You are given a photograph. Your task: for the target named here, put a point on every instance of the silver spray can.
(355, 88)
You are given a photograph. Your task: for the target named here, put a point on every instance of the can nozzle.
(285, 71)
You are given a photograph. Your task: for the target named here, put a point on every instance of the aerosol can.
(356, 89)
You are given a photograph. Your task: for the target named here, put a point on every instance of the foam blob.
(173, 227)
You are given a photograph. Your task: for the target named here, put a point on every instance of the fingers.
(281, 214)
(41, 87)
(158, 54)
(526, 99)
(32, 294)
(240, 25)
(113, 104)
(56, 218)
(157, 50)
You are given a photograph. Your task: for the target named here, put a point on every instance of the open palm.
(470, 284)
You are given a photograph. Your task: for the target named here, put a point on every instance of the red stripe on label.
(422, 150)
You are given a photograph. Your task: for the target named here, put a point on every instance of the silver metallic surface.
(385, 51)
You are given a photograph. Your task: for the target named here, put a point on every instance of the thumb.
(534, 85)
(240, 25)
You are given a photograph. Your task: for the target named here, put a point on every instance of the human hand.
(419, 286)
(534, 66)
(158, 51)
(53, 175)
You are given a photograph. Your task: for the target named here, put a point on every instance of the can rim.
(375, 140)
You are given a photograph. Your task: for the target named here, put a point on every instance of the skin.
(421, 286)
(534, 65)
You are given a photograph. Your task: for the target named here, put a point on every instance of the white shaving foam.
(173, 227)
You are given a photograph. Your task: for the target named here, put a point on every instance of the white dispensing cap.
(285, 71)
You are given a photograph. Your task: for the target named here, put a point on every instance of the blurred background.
----------------
Objective: Transcribe only the trailing portion of the entries above: the line that contains "of the skin." and each line after it.

The answer:
You are given a photograph. Your task: for the target named here, put a point on every instance of the skin.
(421, 286)
(534, 65)
You are given a photograph. Your task: for the target named here, put a point on every instance of the white shaving foam.
(173, 227)
You are given a photograph. Your task: for the target named here, put a point on every instance of the white dispensing cap.
(285, 71)
You are given a photograph. Your task: for the target named here, put a point on every instance of the blurred background.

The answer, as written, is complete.